## Data for this exercise

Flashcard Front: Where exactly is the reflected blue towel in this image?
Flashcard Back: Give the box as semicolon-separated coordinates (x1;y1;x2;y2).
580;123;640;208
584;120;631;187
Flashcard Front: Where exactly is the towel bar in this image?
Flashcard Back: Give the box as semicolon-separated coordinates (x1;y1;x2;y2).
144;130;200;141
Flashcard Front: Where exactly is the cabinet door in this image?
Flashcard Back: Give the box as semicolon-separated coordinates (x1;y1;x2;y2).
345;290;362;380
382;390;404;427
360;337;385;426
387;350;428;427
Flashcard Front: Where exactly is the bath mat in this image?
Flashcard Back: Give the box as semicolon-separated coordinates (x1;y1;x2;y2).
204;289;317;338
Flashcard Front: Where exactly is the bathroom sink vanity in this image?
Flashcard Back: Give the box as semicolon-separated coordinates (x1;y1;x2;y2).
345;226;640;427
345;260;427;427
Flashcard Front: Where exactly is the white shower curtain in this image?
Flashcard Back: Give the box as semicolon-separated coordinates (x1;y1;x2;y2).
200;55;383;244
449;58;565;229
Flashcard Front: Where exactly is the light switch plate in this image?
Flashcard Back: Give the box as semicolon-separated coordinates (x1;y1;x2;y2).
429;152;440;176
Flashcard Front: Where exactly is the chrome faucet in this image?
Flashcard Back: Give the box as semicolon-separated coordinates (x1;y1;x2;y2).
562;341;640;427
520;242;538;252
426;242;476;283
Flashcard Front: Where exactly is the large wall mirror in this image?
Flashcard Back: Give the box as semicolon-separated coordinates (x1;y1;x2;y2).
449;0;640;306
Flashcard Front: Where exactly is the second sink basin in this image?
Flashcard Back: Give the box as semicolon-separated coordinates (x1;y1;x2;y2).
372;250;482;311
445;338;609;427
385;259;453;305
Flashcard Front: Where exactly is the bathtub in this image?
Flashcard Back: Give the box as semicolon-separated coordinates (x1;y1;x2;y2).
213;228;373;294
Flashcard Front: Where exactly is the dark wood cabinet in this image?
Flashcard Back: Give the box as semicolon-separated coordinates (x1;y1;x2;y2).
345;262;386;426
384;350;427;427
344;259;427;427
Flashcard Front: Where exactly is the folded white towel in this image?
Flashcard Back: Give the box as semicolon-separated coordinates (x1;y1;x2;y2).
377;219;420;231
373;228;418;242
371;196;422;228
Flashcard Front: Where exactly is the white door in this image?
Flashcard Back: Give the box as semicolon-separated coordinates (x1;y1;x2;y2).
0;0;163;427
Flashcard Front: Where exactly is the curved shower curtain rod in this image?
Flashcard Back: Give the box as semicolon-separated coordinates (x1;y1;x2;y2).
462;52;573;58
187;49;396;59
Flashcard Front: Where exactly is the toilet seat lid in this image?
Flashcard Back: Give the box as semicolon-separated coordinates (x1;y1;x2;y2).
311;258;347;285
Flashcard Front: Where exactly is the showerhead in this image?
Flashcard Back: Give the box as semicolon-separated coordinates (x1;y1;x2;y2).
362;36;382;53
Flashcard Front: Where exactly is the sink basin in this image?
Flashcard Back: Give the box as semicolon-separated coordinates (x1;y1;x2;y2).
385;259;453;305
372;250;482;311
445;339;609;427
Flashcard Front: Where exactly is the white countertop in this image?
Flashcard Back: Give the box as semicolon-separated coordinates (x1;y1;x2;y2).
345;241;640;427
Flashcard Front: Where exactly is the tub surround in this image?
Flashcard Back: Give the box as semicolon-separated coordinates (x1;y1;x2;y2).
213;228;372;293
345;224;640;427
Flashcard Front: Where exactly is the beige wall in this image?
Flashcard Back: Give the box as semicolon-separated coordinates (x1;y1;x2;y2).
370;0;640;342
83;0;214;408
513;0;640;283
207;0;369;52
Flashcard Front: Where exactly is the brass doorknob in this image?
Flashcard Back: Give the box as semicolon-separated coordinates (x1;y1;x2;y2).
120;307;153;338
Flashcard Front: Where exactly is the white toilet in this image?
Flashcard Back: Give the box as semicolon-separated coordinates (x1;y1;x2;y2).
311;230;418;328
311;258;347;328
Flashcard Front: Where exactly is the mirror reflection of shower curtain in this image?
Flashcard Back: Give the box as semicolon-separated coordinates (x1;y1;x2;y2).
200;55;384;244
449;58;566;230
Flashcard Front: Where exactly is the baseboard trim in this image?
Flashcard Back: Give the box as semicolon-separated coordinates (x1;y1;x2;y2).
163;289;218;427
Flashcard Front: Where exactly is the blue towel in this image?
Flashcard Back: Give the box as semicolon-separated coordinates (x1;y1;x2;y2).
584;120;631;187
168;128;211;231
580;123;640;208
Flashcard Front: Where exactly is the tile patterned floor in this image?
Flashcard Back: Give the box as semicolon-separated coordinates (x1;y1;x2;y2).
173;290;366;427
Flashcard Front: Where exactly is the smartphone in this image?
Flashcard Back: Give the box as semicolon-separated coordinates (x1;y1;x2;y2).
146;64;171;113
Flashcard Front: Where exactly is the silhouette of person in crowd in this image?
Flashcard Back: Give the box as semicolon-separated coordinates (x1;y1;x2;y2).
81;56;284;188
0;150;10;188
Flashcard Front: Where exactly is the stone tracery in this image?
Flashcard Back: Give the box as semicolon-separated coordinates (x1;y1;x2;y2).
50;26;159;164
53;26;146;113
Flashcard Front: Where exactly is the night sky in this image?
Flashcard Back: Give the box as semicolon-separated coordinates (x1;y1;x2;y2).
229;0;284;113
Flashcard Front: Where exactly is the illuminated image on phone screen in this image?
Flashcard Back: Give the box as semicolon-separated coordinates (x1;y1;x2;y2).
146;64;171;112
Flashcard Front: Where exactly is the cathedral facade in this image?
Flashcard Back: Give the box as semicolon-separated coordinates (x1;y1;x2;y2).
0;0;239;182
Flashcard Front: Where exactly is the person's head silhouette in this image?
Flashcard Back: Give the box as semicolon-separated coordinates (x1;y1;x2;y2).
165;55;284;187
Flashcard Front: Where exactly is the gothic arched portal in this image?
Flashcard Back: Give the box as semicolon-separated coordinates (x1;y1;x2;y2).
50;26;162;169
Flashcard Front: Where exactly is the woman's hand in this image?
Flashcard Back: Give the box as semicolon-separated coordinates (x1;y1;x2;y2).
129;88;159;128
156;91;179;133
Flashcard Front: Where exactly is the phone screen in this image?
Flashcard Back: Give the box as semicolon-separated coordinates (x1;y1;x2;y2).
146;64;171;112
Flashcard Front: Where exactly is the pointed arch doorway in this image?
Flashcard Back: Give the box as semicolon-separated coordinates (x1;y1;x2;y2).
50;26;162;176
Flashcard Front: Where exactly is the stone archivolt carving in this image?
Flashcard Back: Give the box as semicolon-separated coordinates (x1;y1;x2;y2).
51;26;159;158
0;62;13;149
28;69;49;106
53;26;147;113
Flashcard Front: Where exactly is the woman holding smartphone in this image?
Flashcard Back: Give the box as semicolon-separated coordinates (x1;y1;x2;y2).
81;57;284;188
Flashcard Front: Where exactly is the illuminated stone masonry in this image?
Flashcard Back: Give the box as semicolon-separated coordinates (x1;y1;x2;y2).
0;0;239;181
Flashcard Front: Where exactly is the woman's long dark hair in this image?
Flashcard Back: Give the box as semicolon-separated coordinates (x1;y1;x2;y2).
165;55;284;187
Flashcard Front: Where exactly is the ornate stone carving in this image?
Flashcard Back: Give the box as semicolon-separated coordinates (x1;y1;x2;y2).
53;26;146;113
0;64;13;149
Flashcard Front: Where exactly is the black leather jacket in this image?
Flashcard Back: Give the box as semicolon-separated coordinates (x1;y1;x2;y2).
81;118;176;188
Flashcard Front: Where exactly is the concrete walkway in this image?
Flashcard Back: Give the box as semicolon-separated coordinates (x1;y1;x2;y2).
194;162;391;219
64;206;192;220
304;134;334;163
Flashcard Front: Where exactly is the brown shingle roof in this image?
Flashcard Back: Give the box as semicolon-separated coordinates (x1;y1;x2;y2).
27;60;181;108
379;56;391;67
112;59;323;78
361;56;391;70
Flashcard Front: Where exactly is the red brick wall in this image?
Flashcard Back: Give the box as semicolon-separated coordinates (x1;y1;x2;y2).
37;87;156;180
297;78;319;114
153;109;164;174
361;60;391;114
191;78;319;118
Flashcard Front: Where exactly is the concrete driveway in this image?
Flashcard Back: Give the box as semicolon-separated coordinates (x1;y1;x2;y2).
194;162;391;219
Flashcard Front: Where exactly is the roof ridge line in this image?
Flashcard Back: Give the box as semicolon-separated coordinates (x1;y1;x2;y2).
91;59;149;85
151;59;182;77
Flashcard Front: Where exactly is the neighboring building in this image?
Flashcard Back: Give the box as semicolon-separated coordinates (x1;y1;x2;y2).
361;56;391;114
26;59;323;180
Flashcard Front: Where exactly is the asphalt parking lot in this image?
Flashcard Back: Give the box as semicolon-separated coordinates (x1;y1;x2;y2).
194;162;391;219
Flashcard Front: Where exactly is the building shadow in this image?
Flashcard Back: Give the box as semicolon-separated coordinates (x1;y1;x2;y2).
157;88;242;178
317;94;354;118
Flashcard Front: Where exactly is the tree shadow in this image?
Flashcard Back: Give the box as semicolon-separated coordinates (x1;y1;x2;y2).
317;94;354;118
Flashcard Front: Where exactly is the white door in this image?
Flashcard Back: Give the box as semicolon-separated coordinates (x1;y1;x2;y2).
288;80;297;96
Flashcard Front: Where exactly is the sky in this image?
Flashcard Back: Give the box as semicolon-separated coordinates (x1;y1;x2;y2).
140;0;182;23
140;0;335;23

## Exercise details
Convert the lines of the entries into a Markdown table, starting at the line containing "Flashcard Front: Where exactly is the pointed" and ending at the line containing "81;57;284;188". Use the columns Number and Line, and skip any blank lines.

## Answer in full
| Number | Line |
|---|---|
| 1 | Flashcard Front: Where exactly is the pointed arch doorway in this image? |
| 2 | Flashcard Back: Give the box as semicolon-separated coordinates (x1;y1;x2;y2). |
| 3 | 50;26;162;176 |
| 4 | Flashcard Front: Where exactly is the stone archivolt carving in this image? |
| 5 | Flashcard Back: Give the box as semicolon-separated coordinates (x1;y1;x2;y2). |
| 6 | 51;26;159;158 |
| 7 | 0;62;13;149 |
| 8 | 28;69;49;106 |
| 9 | 53;26;147;113 |
| 10 | Flashcard Front: Where exactly is the woman holding smartphone in this image? |
| 11 | Flashcard Back: Give the box as semicolon-separated coordinates (x1;y1;x2;y2). |
| 12 | 81;57;284;188 |